### The problem
From the excerpt on stratified sampling below, extract the passage word for word, starting at the words "Now, we are" and stopping after the words "along the midline.".

### Excerpt
________________

Data Description and Explanation:

        Now, we are going to explain the sampling technique with R code. So that we are collected the dataset from kaggle. The data contains the information of description of the fish found at Lake Powell, equipment used, date, at what location, total length and weight of the fishes.

         We are interested to obtain the average of total length of the fishes for each species with minimum variance of the estimate where total length of the fish means the length of a fish measured from the tip of the snout to the tip of the longer lobe of the caudal fin, usually measured with the lobes compressed along the midline. 

         The dataset has multi-species data. Therefore, the population is heterogeneous. If we estimate the average total length of the fishes  without using stratified sampling then definitely the variance will be high so we will get less precision of estimate. So that, using the concept of stratified random sampling, we have to classify the population into homogeneous subgroups with respect to species of fishes and to draw the sample randomly from each stratum using neyman allocation which gives the minimum variance of estimate.

Analysis           

library(rmarkdown, knitr)

## Warning: package 'rmarkdown' was built under R version 3.6.3

library(readxl)

## Warning: package 'readxl' was built under R version 3.6.3

library(samplingbook)

________________

(Dataset rows on where objects appear)
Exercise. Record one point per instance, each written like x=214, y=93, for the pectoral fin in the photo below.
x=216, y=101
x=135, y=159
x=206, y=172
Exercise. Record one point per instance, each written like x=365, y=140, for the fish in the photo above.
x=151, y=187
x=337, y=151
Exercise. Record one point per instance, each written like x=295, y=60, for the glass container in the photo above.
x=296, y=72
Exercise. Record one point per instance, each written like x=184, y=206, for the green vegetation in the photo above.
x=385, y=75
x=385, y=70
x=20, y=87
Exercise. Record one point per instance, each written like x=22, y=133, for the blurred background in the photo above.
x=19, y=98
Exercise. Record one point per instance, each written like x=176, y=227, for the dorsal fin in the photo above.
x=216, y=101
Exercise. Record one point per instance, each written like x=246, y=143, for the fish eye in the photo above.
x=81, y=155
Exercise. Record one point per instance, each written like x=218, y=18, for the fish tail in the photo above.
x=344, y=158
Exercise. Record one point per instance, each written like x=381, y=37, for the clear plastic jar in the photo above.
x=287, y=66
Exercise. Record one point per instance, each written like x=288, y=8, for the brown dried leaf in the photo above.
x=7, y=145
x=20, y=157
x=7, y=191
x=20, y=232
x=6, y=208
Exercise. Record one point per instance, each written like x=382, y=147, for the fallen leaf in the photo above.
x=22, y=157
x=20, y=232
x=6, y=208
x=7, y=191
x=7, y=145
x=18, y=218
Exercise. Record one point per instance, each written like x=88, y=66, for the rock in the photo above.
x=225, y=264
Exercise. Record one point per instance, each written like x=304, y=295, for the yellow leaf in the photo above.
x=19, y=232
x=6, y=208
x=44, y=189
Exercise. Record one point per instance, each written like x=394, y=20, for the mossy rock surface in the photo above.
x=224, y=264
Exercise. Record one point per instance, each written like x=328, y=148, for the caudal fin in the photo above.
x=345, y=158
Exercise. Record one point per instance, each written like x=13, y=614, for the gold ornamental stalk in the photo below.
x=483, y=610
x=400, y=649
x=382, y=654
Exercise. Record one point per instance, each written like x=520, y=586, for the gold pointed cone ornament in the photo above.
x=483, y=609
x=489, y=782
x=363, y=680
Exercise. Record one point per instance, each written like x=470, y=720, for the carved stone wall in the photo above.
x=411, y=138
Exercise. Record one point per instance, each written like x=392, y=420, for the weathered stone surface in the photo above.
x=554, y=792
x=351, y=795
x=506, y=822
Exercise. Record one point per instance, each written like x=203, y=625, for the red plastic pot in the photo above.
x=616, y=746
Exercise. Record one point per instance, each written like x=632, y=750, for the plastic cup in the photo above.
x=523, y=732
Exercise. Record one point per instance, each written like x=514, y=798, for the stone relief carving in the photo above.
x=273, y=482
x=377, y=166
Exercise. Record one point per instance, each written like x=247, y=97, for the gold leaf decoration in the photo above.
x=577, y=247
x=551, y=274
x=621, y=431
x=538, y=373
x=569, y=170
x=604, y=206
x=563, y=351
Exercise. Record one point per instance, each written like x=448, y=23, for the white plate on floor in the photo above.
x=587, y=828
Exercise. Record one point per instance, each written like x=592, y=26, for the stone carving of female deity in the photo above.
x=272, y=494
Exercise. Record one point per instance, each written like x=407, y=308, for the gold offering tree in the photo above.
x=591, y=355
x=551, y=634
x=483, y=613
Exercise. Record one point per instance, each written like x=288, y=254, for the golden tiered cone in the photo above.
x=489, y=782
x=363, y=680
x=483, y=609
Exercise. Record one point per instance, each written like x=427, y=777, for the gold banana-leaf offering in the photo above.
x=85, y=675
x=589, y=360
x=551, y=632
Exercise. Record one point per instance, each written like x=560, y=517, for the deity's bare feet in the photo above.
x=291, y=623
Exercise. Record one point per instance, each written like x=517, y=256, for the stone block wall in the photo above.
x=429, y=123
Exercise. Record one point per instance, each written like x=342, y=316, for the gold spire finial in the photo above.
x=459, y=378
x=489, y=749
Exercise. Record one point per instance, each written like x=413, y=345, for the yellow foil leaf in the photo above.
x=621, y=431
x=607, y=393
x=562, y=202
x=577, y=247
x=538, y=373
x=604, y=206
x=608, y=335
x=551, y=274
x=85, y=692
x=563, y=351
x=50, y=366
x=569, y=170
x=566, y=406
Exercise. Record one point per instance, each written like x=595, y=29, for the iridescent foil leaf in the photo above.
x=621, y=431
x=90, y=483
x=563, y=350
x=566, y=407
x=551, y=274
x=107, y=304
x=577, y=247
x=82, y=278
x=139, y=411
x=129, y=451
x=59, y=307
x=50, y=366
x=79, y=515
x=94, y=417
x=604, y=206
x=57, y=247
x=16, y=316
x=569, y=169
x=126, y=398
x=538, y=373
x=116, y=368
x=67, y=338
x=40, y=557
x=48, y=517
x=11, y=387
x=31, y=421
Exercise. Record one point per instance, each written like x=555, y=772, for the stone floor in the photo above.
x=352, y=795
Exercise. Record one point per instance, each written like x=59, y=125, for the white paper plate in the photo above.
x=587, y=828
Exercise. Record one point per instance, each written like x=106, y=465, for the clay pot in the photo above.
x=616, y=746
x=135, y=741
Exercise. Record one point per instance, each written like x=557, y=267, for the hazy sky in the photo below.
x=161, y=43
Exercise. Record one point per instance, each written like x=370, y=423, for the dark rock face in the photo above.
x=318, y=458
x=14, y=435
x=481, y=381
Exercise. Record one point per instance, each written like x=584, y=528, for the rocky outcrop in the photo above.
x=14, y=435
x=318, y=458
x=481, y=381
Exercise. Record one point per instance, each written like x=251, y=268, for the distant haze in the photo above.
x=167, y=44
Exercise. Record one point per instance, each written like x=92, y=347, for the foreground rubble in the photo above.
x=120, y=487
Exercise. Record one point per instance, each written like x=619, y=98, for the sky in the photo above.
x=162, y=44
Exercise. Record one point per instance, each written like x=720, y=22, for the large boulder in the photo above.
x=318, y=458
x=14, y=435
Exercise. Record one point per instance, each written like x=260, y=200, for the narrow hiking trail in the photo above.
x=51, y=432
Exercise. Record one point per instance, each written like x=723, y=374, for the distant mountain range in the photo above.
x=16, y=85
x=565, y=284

________________

### Reply to the task
Now, we are going to explain the sampling technique with R code. So that we are collected the dataset from kaggle. The data contains the information of description of the fish found at Lake Powell, equipment used, date, at what location, total length and weight of the fishes.

         We are interested to obtain the average of total length of the fishes for each species with minimum variance of the estimate where total length of the fish means the length of a fish measured from the tip of the snout to the tip of the longer lobe of the caudal fin, usually measured with the lobes compressed along the midline.